Then, oops, a dead Racetrack's hand slips and launches the nukes she'd conveniently loaded, which are enough to destroy the entire cylon colony, which apparently was prepared to defend itself against anything but that. Right.
I've got more of these, but you get the picture. The show didn't get famous for tying up plot lines this simply. This was all well-executed and exciting, but only satisfactory on a surface level and not true to the show's history.
Techmology. What Is It?
The most interesting thing to me about the finale was the decision for all to abandon technology forever and melt into a pre-verbal human race on earth. Being a Luddite (who has a blog?), this has a certain appeal to me. But I'm also a Luddite who enjoys arch support in my shoes, heating and air conditioning systems in my home and the ability to take an Advil when I've got a headache. Killer robots suck, I think we can all agree, but not all technology is so bad. Couldn't they just have agreed, ixnay on the iller-robots-kay?

● **Dataset extract**:
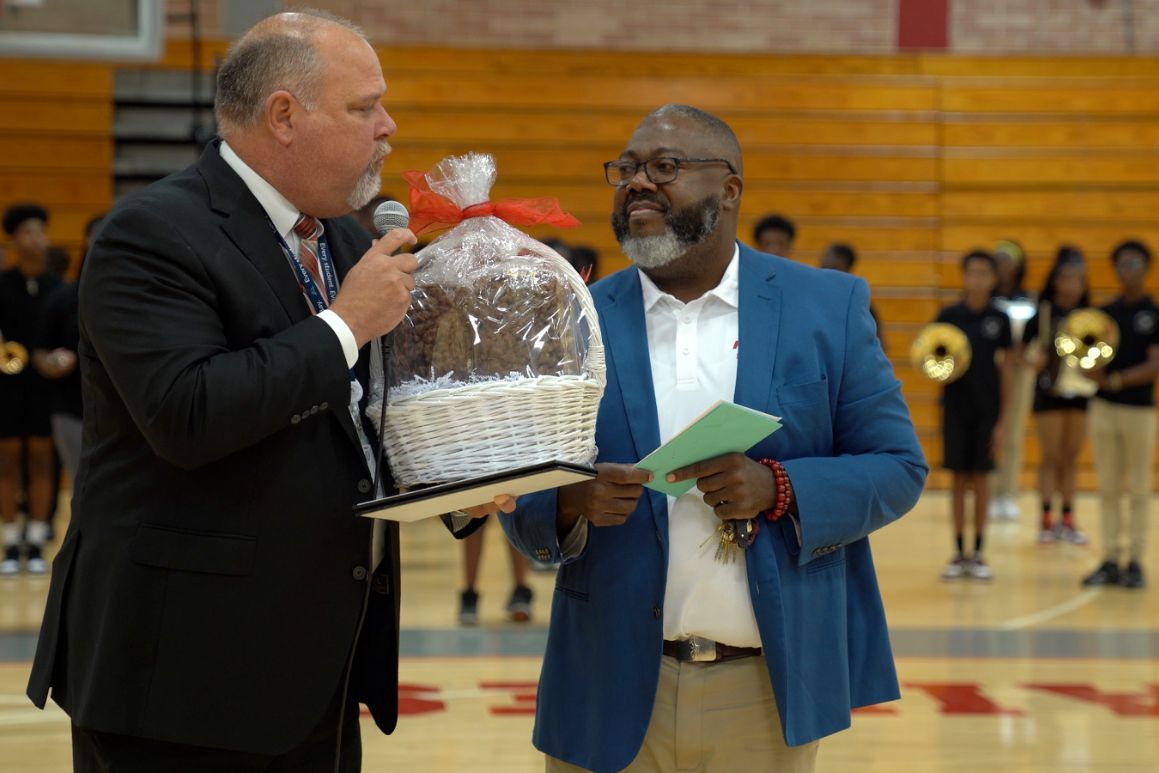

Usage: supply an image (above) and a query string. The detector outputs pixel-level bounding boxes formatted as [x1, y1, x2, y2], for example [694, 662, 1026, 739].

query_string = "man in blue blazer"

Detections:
[502, 105, 927, 772]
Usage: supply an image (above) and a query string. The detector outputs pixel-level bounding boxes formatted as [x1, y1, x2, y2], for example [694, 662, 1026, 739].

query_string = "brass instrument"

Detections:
[1052, 308, 1118, 398]
[910, 322, 970, 384]
[0, 334, 28, 375]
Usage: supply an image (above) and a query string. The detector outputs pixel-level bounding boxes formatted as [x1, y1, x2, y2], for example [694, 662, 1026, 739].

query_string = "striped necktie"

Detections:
[293, 214, 329, 306]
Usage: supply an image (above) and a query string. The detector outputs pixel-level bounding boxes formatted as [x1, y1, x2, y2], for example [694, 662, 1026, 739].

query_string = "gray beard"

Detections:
[347, 140, 391, 210]
[347, 169, 382, 210]
[620, 206, 720, 269]
[620, 228, 692, 269]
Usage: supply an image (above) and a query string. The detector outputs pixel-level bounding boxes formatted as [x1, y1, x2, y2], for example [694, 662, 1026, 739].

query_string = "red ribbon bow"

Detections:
[402, 169, 580, 235]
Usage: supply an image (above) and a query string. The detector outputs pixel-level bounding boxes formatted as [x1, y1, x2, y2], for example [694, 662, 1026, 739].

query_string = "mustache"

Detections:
[620, 191, 669, 216]
[370, 139, 392, 172]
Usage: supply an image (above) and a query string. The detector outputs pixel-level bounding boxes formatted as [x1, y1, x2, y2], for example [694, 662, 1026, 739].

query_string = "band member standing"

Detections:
[1083, 241, 1159, 588]
[938, 250, 1012, 579]
[1020, 247, 1091, 545]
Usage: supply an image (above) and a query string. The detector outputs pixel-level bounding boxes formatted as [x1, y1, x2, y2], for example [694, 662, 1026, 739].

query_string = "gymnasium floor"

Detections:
[0, 493, 1159, 773]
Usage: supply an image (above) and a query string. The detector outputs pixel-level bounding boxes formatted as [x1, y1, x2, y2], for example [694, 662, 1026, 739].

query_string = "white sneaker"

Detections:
[1058, 526, 1091, 545]
[986, 496, 1006, 520]
[942, 555, 969, 579]
[969, 555, 994, 582]
[24, 545, 49, 575]
[0, 546, 20, 577]
[1003, 496, 1022, 520]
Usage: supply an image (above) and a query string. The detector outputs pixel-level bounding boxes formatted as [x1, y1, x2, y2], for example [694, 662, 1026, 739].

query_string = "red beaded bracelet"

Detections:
[760, 459, 793, 520]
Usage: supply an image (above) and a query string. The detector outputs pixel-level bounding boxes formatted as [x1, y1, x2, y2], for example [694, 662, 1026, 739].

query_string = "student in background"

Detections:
[752, 214, 796, 257]
[990, 239, 1035, 520]
[1083, 241, 1159, 588]
[821, 241, 885, 340]
[938, 250, 1012, 581]
[1018, 247, 1091, 545]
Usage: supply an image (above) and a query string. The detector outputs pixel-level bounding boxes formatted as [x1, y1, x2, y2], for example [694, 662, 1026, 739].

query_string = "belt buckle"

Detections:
[676, 636, 716, 663]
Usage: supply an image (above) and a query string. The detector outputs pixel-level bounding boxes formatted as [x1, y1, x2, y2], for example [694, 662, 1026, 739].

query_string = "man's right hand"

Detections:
[555, 464, 651, 534]
[330, 223, 418, 349]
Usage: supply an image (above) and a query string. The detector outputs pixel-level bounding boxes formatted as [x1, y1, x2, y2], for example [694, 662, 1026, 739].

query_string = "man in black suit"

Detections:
[29, 13, 513, 773]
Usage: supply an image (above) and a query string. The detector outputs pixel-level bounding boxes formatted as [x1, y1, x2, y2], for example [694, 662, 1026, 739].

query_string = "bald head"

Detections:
[640, 103, 744, 175]
[213, 10, 370, 139]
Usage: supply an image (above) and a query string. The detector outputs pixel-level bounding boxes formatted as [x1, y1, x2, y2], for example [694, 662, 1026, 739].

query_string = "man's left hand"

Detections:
[462, 494, 516, 518]
[666, 453, 777, 520]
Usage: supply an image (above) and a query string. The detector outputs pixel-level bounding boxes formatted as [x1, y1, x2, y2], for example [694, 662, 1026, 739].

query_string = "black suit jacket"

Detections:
[29, 145, 438, 753]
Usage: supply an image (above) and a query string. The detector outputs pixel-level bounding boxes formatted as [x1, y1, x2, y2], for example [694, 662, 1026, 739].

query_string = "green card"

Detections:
[636, 400, 781, 496]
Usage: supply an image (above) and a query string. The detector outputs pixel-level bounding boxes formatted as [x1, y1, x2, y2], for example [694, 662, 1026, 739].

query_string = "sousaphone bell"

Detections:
[0, 334, 28, 375]
[1052, 308, 1118, 398]
[910, 322, 971, 384]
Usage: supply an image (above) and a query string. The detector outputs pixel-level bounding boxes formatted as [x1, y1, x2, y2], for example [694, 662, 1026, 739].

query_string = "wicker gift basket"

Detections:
[367, 154, 605, 488]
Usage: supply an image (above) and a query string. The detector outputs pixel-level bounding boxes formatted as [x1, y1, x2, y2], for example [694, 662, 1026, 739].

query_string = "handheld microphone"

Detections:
[374, 202, 410, 236]
[372, 202, 410, 496]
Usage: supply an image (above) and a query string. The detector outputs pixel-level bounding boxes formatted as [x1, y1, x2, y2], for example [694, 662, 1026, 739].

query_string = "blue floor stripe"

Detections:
[0, 626, 1159, 663]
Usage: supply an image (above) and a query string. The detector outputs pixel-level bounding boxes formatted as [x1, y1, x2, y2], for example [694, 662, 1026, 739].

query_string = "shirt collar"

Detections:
[221, 140, 301, 240]
[636, 243, 741, 312]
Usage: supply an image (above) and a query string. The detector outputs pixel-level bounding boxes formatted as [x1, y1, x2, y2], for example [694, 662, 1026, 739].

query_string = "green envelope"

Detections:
[636, 400, 781, 496]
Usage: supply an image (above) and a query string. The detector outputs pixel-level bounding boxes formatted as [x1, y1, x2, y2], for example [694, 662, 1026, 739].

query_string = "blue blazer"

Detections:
[502, 246, 928, 773]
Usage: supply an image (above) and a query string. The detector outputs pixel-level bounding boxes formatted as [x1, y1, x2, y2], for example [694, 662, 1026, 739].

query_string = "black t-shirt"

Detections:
[0, 268, 60, 410]
[1099, 296, 1159, 406]
[938, 302, 1013, 420]
[32, 283, 82, 418]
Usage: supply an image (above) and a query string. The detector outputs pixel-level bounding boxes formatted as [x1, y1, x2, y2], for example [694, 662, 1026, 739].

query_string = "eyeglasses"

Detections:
[604, 155, 736, 188]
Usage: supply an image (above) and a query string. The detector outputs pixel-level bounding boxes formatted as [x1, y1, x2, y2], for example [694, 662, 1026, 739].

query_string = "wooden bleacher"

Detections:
[0, 42, 1159, 488]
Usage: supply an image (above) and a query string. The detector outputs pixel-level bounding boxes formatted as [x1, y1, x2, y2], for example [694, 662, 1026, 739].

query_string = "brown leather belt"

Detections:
[664, 636, 760, 663]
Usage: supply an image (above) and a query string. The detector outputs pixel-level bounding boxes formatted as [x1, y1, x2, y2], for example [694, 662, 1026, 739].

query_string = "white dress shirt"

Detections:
[640, 248, 760, 647]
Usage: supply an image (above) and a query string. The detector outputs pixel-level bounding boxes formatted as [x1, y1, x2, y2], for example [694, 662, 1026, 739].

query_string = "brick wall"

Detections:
[167, 0, 1159, 54]
[949, 0, 1159, 54]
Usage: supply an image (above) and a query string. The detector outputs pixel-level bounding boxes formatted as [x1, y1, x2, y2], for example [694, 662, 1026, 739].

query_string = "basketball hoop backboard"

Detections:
[0, 0, 165, 59]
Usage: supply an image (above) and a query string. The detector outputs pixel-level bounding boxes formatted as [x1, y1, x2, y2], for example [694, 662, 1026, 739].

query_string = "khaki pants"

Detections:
[990, 363, 1035, 497]
[547, 657, 821, 773]
[1088, 398, 1156, 562]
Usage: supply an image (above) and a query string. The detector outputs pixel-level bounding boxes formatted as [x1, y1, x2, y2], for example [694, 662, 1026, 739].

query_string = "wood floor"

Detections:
[0, 493, 1159, 773]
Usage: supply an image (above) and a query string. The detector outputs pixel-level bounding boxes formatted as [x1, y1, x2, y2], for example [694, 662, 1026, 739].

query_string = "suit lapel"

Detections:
[201, 145, 309, 323]
[600, 271, 659, 459]
[600, 271, 668, 535]
[734, 246, 781, 410]
[322, 220, 366, 456]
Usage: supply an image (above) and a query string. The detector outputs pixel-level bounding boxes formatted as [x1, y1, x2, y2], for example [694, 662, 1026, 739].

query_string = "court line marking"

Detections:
[997, 588, 1102, 630]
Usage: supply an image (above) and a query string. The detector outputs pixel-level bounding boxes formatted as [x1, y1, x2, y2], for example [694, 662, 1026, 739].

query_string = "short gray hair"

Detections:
[213, 8, 366, 137]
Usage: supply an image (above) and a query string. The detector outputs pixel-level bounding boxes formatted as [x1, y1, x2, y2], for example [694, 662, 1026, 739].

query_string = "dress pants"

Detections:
[73, 690, 362, 773]
[1087, 398, 1157, 562]
[547, 656, 821, 773]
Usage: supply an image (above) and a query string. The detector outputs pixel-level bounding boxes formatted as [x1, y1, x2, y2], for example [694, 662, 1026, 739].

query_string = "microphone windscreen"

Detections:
[374, 202, 410, 235]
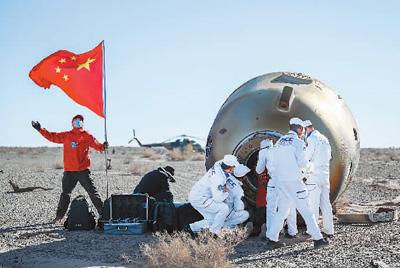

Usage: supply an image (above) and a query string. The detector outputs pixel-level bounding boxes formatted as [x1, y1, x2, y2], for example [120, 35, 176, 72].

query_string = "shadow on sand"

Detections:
[0, 223, 152, 268]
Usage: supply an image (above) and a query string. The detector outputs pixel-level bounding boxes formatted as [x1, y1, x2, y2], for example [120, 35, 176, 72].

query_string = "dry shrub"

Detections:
[142, 148, 162, 160]
[140, 229, 246, 268]
[192, 153, 205, 161]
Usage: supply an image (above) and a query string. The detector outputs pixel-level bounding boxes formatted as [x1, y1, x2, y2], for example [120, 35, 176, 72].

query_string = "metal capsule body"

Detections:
[206, 72, 360, 204]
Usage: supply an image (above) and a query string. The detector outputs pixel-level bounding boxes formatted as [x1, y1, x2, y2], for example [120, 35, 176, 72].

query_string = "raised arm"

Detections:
[32, 121, 66, 143]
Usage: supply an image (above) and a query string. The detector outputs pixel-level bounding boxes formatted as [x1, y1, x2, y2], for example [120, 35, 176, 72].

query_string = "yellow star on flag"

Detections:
[76, 58, 96, 71]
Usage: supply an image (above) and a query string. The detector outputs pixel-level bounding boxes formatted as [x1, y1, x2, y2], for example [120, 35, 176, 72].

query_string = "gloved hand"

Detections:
[103, 141, 108, 150]
[32, 121, 42, 131]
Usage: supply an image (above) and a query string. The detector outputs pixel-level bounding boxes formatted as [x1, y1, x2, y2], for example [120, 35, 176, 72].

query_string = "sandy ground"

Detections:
[0, 147, 400, 267]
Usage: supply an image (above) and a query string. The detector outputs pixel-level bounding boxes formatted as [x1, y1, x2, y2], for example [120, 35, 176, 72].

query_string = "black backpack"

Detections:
[64, 195, 96, 230]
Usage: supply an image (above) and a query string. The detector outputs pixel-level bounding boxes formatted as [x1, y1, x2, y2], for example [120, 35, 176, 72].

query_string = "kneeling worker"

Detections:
[189, 155, 239, 236]
[133, 166, 175, 202]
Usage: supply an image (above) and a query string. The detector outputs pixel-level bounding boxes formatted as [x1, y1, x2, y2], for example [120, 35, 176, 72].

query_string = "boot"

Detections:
[314, 238, 329, 249]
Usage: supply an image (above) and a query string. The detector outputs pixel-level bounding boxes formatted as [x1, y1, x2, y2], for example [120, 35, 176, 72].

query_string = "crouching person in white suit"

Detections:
[224, 164, 250, 228]
[189, 155, 239, 236]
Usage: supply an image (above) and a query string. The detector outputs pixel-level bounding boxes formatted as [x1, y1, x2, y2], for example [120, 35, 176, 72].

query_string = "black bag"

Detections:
[64, 195, 96, 231]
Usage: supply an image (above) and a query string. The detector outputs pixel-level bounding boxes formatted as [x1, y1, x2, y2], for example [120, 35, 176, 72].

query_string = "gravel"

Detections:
[0, 147, 400, 267]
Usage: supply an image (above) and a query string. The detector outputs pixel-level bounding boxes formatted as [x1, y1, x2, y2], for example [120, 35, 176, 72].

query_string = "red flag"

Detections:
[29, 43, 104, 117]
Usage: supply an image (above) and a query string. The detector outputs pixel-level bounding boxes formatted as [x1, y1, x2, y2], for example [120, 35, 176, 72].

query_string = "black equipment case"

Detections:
[103, 194, 154, 234]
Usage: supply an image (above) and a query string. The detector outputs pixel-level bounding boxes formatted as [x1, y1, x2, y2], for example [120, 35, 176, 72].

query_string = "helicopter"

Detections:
[128, 129, 205, 154]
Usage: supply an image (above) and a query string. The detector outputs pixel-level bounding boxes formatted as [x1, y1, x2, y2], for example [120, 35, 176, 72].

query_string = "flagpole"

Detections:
[101, 40, 108, 199]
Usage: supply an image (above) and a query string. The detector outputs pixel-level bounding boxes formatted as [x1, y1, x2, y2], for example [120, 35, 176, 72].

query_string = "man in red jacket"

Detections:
[32, 115, 108, 223]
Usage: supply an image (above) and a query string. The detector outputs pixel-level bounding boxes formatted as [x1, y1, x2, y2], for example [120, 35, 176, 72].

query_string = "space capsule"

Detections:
[206, 72, 360, 205]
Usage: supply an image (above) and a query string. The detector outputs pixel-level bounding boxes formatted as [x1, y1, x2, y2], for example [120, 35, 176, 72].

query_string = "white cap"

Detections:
[233, 164, 250, 178]
[222, 154, 239, 167]
[260, 139, 274, 150]
[289, 117, 304, 126]
[303, 120, 312, 127]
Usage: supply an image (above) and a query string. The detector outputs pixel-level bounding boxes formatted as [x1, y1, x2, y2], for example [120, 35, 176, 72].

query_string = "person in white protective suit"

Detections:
[223, 164, 250, 228]
[191, 164, 250, 232]
[304, 120, 334, 238]
[267, 118, 329, 249]
[256, 139, 298, 238]
[189, 155, 239, 237]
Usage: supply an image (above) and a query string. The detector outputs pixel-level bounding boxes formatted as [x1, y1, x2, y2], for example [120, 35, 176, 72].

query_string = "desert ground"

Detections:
[0, 147, 400, 267]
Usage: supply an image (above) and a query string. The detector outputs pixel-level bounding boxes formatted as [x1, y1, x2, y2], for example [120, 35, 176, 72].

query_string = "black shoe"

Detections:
[182, 224, 198, 239]
[265, 238, 286, 250]
[314, 238, 329, 249]
[321, 232, 333, 239]
[285, 233, 297, 239]
[249, 227, 261, 237]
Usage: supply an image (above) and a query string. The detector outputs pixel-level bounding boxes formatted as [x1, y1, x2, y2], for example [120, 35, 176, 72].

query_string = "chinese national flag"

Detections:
[29, 43, 104, 117]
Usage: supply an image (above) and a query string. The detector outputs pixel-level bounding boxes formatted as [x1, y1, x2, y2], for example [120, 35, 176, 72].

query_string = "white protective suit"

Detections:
[267, 131, 322, 241]
[223, 176, 250, 228]
[256, 140, 298, 236]
[306, 130, 334, 235]
[189, 161, 230, 235]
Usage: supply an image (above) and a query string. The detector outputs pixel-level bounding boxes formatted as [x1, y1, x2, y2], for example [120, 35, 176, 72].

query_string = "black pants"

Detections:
[57, 170, 103, 218]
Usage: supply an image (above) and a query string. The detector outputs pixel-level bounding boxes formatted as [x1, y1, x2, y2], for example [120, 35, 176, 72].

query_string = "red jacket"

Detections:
[40, 128, 104, 171]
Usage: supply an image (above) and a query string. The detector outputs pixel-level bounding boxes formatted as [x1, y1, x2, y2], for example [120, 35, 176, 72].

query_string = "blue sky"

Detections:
[0, 0, 400, 147]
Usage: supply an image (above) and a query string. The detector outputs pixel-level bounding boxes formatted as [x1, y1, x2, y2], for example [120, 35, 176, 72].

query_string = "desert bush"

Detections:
[140, 229, 246, 268]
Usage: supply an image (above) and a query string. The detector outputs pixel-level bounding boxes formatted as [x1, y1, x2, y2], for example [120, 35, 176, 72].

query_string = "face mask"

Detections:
[72, 119, 83, 128]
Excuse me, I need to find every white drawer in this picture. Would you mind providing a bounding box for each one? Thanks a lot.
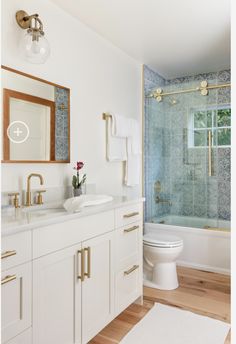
[3,328,32,344]
[1,262,32,343]
[1,231,32,271]
[33,211,114,258]
[115,203,143,228]
[115,256,142,315]
[115,221,142,269]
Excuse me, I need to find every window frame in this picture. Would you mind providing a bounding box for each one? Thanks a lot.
[188,104,232,149]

● **Task statement**: Transcribe the commentary on the finale from "Techmology. What Is" to "on the iller-robots-kay?", keeping every word and punctuation mark unchanged.

● **Solution to this exercise**:
Techmology. What Is It?
The most interesting thing to me about the finale was the decision for all to abandon technology forever and melt into a pre-verbal human race on earth. Being a Luddite (who has a blog?), this has a certain appeal to me. But I'm also a Luddite who enjoys arch support in my shoes, heating and air conditioning systems in my home and the ability to take an Advil when I've got a headache. Killer robots suck, I think we can all agree, but not all technology is so bad. Couldn't they just have agreed, ixnay on the iller-robots-kay?